Which lines in the entries below contain the word "tree"? Find them and copy each one in full.
* START Data to use *
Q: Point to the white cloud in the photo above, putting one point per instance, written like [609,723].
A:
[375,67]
* END Data to use *
* START Data to use *
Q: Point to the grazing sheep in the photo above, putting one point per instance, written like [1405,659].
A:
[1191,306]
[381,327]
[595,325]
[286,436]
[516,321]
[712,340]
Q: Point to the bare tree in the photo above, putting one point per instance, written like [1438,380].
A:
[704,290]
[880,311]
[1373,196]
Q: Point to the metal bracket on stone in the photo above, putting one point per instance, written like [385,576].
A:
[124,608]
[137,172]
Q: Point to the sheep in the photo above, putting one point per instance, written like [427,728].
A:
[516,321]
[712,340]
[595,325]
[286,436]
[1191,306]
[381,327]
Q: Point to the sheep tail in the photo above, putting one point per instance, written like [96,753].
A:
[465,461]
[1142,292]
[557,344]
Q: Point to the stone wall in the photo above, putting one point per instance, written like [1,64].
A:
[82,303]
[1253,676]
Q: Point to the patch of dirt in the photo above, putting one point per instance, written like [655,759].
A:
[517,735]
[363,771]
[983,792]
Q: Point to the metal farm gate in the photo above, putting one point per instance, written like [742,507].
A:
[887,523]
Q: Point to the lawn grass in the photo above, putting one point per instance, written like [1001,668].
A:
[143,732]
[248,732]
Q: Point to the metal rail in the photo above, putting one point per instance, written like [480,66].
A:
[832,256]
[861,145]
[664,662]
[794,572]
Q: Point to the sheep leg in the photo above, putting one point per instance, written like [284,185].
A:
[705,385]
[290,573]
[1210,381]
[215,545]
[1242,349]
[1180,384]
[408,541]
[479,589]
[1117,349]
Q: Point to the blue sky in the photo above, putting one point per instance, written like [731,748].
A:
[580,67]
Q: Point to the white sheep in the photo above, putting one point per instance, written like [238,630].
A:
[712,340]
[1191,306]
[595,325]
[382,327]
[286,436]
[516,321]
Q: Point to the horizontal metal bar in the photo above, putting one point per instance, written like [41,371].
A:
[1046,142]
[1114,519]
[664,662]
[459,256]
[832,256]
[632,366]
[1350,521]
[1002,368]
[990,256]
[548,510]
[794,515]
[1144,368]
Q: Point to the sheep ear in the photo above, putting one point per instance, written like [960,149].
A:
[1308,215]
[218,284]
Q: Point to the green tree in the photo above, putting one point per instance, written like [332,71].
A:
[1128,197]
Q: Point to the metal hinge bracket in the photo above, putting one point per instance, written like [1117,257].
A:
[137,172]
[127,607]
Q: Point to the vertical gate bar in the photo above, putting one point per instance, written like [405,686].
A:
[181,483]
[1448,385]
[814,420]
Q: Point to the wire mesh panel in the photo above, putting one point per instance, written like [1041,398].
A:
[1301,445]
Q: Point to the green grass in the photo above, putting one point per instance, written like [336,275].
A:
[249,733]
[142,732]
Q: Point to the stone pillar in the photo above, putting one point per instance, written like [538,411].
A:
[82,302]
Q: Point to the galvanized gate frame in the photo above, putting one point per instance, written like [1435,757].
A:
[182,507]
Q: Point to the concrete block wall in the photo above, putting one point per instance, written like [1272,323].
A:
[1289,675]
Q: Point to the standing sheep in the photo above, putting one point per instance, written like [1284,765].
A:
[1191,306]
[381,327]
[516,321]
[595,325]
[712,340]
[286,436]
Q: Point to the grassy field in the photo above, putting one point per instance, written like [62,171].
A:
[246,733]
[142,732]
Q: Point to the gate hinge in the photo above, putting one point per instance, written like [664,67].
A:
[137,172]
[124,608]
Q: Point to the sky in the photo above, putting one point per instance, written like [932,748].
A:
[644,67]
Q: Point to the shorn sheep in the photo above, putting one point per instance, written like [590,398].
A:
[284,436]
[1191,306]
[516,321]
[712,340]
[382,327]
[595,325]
* END Data to use *
* START Data to use *
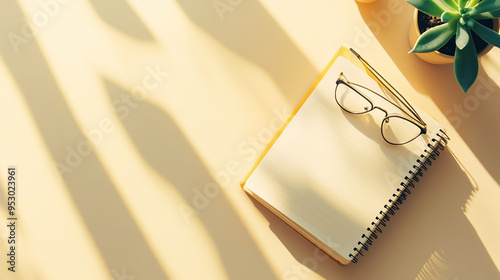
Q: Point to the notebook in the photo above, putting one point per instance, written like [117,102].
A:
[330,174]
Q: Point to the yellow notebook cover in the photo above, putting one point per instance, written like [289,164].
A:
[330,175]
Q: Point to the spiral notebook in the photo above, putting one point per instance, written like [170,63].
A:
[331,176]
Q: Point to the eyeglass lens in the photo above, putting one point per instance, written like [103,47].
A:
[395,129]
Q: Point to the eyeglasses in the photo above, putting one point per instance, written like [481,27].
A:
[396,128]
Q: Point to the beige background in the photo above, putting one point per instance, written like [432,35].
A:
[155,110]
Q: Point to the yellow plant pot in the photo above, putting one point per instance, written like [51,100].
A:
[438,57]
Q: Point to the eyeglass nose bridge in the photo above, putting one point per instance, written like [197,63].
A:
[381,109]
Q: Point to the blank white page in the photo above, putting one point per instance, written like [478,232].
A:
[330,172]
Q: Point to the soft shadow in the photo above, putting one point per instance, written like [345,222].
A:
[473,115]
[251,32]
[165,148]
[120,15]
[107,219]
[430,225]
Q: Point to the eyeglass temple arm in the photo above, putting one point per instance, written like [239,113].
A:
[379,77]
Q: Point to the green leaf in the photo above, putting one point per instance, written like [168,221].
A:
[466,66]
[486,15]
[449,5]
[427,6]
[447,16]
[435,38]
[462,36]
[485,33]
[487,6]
* END Data to use *
• Output for this task
Q: Point to the bare tree in the photo above, putting one point per instance, written like [1438,380].
Q: Point to the green tree in the photo above, putting one point per instance, written like [332,71].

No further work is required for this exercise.